Exercise objective
In the records below, the line with "of the gardening" and every line after it must be written out exactly; no pictures belong in the result.
--- Data section Enclosed Below ---
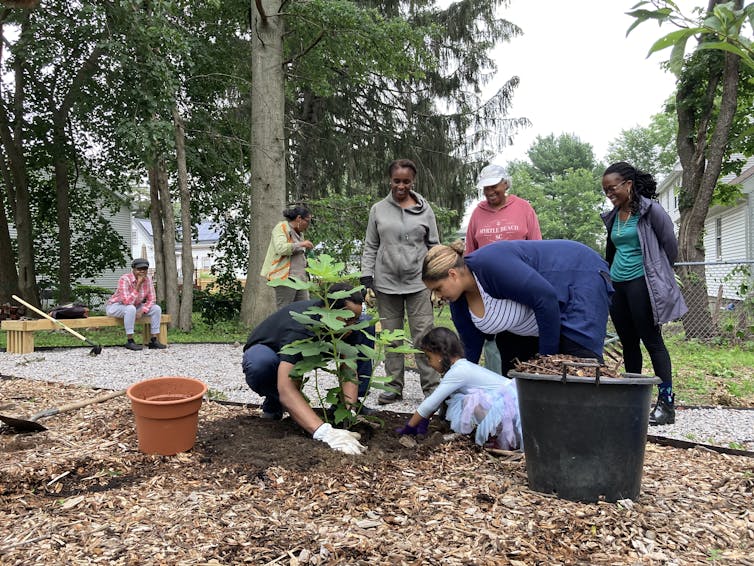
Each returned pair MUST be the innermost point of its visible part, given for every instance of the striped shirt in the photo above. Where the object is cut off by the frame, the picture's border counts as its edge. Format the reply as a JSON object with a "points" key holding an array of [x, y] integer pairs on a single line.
{"points": [[502, 315]]}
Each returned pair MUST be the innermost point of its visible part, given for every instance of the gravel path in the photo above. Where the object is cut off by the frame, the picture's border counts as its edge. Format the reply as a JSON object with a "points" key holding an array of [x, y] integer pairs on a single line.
{"points": [[219, 366]]}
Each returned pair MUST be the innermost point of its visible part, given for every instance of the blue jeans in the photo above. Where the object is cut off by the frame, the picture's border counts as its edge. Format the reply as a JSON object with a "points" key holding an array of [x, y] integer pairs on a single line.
{"points": [[260, 367]]}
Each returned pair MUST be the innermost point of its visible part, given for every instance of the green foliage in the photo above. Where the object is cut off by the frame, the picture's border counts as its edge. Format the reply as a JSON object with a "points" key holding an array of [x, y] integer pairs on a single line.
{"points": [[568, 200], [220, 301], [650, 148], [327, 349], [551, 156], [724, 28]]}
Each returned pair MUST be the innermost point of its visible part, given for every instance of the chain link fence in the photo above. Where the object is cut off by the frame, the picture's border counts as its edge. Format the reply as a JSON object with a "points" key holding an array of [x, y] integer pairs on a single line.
{"points": [[720, 298]]}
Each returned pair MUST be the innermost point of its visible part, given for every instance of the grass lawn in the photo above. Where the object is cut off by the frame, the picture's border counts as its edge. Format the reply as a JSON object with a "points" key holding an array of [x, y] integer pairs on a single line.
{"points": [[704, 374]]}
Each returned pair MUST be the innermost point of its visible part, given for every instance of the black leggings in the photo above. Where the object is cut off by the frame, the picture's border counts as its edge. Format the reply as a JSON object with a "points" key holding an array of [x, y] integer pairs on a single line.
{"points": [[632, 316]]}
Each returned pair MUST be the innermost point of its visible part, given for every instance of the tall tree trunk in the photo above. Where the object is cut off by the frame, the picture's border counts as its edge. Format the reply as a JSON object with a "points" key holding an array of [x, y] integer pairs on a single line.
{"points": [[8, 273], [61, 155], [155, 217], [13, 144], [267, 152], [168, 244], [187, 259], [703, 131], [62, 195], [312, 108]]}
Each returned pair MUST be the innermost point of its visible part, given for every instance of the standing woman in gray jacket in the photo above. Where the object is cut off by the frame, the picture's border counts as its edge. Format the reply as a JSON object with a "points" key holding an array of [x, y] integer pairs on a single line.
{"points": [[401, 228], [641, 250]]}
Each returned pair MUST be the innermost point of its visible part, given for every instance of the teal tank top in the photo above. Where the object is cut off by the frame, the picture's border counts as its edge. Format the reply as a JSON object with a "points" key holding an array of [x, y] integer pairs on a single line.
{"points": [[628, 262]]}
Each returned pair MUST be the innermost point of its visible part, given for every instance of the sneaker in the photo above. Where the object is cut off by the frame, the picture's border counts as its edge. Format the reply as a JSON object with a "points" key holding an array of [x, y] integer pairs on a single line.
{"points": [[662, 414], [387, 397]]}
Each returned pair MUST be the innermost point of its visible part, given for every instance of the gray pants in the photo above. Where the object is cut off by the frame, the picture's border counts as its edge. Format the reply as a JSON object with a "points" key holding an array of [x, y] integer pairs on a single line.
{"points": [[393, 309], [128, 314]]}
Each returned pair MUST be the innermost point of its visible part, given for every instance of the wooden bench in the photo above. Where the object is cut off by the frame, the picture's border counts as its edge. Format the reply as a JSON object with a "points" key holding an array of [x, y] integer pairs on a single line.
{"points": [[20, 333]]}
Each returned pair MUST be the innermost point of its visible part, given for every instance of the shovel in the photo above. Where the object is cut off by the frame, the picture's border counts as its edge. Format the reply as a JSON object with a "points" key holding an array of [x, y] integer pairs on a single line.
{"points": [[95, 351], [31, 424]]}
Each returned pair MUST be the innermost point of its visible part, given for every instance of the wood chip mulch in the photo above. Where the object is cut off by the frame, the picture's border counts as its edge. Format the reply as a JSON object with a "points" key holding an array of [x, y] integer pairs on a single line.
{"points": [[260, 492]]}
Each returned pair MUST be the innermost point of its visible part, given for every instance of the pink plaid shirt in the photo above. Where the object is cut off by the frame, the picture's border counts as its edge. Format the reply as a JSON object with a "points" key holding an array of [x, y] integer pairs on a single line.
{"points": [[126, 294]]}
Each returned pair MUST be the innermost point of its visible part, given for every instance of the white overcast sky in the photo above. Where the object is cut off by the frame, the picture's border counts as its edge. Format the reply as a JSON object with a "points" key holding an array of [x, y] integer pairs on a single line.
{"points": [[579, 72]]}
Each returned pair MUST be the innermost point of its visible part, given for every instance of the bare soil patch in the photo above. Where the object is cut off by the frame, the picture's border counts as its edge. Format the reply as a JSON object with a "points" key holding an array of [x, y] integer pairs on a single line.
{"points": [[261, 492]]}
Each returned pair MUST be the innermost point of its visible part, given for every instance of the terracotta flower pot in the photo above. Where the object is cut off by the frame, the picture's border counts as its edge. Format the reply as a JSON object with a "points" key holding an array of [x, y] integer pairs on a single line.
{"points": [[166, 410]]}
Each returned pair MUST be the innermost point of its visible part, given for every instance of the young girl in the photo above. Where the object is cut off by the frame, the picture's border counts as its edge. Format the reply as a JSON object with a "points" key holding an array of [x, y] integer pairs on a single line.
{"points": [[476, 396]]}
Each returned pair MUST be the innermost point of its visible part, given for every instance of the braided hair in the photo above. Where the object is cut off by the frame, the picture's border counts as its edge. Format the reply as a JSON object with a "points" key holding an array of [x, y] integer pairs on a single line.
{"points": [[642, 184]]}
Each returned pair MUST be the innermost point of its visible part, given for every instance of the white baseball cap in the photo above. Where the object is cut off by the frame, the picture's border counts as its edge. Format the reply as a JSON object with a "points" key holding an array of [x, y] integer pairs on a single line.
{"points": [[491, 175]]}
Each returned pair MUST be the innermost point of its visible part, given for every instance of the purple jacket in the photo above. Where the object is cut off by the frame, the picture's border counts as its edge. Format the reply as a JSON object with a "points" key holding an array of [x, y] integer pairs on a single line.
{"points": [[659, 249]]}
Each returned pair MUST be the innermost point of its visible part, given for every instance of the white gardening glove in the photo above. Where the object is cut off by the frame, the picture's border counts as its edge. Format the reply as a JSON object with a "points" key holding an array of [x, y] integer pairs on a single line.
{"points": [[339, 439]]}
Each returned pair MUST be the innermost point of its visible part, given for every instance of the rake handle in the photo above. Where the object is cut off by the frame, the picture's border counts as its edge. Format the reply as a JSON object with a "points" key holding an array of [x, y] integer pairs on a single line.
{"points": [[78, 404], [48, 317]]}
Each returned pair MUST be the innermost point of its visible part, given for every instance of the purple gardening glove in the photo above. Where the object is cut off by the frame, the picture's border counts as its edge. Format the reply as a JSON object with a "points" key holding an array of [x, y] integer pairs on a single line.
{"points": [[421, 428]]}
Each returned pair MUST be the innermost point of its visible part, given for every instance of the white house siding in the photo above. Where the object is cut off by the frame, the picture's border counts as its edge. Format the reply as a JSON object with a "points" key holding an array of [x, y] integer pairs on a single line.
{"points": [[121, 223], [733, 248]]}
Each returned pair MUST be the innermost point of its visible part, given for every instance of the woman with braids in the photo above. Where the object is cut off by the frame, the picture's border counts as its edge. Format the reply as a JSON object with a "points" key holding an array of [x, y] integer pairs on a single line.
{"points": [[286, 254], [641, 250], [551, 296]]}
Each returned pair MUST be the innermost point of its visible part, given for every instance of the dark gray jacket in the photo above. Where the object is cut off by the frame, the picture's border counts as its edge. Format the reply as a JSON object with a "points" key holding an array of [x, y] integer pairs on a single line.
{"points": [[396, 242], [659, 248]]}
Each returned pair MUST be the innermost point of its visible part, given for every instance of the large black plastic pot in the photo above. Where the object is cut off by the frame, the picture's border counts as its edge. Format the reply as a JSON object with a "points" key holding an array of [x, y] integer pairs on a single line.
{"points": [[584, 437]]}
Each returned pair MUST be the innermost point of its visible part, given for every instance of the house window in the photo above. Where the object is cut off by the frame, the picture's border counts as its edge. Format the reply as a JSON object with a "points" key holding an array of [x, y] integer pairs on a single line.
{"points": [[719, 238]]}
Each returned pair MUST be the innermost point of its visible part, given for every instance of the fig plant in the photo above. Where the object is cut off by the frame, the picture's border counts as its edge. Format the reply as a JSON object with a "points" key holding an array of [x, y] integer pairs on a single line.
{"points": [[329, 349]]}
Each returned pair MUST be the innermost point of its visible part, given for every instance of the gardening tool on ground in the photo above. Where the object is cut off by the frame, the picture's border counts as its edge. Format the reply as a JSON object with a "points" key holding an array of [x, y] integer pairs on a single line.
{"points": [[31, 424], [95, 350]]}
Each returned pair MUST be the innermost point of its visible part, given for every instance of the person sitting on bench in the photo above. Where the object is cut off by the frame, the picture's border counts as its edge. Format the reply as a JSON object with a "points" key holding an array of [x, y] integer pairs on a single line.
{"points": [[133, 299]]}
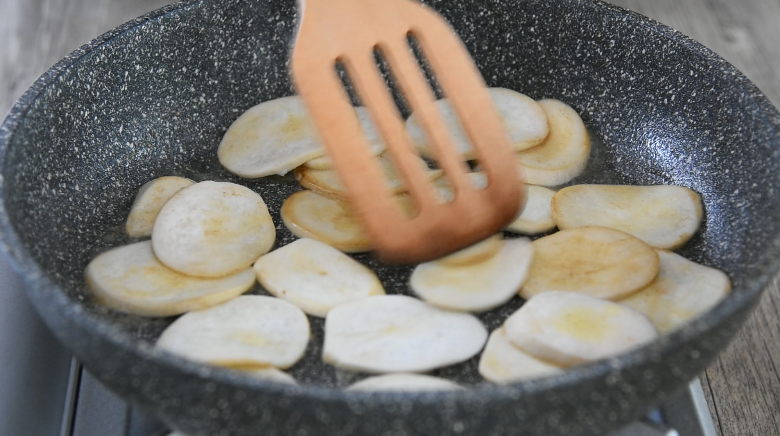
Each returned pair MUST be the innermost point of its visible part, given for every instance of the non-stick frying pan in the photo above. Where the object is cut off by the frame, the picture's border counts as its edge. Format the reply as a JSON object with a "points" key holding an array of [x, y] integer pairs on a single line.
{"points": [[153, 98]]}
--- End of Enclosed Data section ---
Response box
Each returned pair MUST be the innermost point of its visible part, given for every instance of the gardening tool on ground in the photo above. Where the object is cut off by the frame, the picture's border counts as its edge. Format the reply as a JSON object with a "points" key holding an array of [x, y] integer pairs on a single line.
{"points": [[31, 424], [95, 350]]}
Each returned pair MUST be the innermost point of its visible part, given for every instance of the person sitting on bench in the photo above. Where the object is cut off by the frame, the picture's border counts as its edge. Format the reply as a JSON object with a "points" key holding an array of [x, y] integer pairs on a single line.
{"points": [[133, 299]]}
Each returned pair MUST be the innermost point of its visible part, given for every instance of the non-stick frying pan in the photo above. Where the object is cut off by the frame, the picture's border counts as its edge. Format the reply as a JSON object with a "points" key holding an array of [x, y] integer pairs on a single line.
{"points": [[153, 98]]}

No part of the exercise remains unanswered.